### DATA PROVIDED
-*-*-

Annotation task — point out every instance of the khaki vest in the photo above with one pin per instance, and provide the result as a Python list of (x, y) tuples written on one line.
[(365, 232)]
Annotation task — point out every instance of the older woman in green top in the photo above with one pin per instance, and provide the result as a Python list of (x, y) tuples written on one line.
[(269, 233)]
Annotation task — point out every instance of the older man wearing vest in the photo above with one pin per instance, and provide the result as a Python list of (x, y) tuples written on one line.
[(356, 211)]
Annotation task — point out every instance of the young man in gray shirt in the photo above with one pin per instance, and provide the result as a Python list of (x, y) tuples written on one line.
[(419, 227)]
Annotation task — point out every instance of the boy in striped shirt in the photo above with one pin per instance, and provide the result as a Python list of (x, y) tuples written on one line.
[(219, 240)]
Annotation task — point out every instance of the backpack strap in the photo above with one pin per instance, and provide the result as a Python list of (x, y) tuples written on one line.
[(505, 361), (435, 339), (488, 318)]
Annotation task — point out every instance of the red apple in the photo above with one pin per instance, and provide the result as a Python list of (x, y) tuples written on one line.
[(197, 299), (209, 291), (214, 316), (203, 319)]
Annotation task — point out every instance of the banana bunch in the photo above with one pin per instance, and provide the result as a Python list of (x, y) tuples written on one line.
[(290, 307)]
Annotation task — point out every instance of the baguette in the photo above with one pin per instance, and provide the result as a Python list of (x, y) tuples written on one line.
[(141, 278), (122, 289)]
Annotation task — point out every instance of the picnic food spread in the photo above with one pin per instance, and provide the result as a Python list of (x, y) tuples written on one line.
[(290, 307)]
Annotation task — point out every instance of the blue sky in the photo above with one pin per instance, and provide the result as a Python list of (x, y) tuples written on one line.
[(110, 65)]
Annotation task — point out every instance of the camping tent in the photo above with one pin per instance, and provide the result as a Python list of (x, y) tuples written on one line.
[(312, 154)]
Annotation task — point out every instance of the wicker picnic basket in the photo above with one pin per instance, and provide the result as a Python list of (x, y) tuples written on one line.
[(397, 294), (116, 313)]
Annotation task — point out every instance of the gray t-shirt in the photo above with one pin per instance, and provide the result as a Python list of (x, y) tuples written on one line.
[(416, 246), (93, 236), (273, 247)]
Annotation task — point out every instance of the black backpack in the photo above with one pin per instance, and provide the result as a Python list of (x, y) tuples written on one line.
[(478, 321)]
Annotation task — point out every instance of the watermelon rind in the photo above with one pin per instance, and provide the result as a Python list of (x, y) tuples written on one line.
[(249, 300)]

-*-*-

### THE PROBLEM
Please return every entry exactly as it appears.

### EXERCISE RESULT
Annotation task — point out every instance of the khaki vest in the photo above with one pin per instance, and provide the result as a Python list of (x, y) tuples written on one line.
[(365, 232)]
Annotation task — point out every instance of the older woman in green top in the photo above with one pin per instance, and provide the result as a Python list of (x, y) tuples written on one line.
[(269, 233)]
Annotation task — point out every instance of the older man wearing vest in the photo above with one pin per instance, and provide the result as a Python list of (x, y) tuples written on one line.
[(356, 211)]
Annotation task — point out every instance of the young man in gray shirt in the photo above with one pin per instance, and provide the result as a Python list of (x, y) tuples written on one line.
[(419, 227)]
Annotation task — point out every instance of the boy in striped shirt in the photo above with one pin per instance, and provide the result as a Python list of (x, y) tuples written on one line.
[(219, 240)]
Annotation task — point out every instance of the backpack strap in the photo above with one pin per instance, and provide the result as a Python list of (x, y) tuples written on one line.
[(505, 361), (435, 339), (488, 318)]
Annotation task — point out every instance of the red apple in the photo above with one pin per instance, and provide the result as a Python list of (x, y) tuples written on one line.
[(197, 299), (209, 291), (214, 316), (203, 319)]
Annotation task — point out every instance of the banana bunch in the photo above with one pin per instance, and provide the result as a Python list of (x, y) tuples written on one line.
[(290, 307)]
Annotation task — point out every instance of the baguette in the photo above with one pin per instance, and provide the result as a Python list of (x, y) tuples written on one line.
[(141, 278), (122, 289)]
Annotation task — point out every instance of the picnic food spread in the photo above with one pin per instance, and provide the result as a Python list of (x, y) tuples written on one line.
[(290, 307)]
Annotation task — point out every instance of the blue sky in the photo above with one pin per instance, and provide the result as a Python list of (x, y) tuples written on one line.
[(110, 65)]
Annotation task — point out every instance of the camping tent in the photo above with one pin per instance, and provide the result as a Python list of (x, y) tuples written on one line.
[(312, 154)]
Annotation task — point out every instance of the wicker picnic basket in the photo above with one pin per instance, and provide the result as a Python list of (x, y) tuples written on one line.
[(397, 294), (116, 313)]
Annotation task — point out every instance of the gray t-shirt in the photo above with one pin per instance, and provide the result as a Python list of (x, y) tuples written on one line.
[(416, 246), (93, 236), (273, 247)]
Annotation task — point out every instance of the black backpack in the photo above with one pin per instance, and provide the result as a Python list of (x, y) tuples written on one line.
[(478, 321)]
Annotation task — point out every instance of the watermelon rind in the photo above with one pin per instance, and provide the result as a Python list of (x, y) tuples written on one line.
[(249, 300)]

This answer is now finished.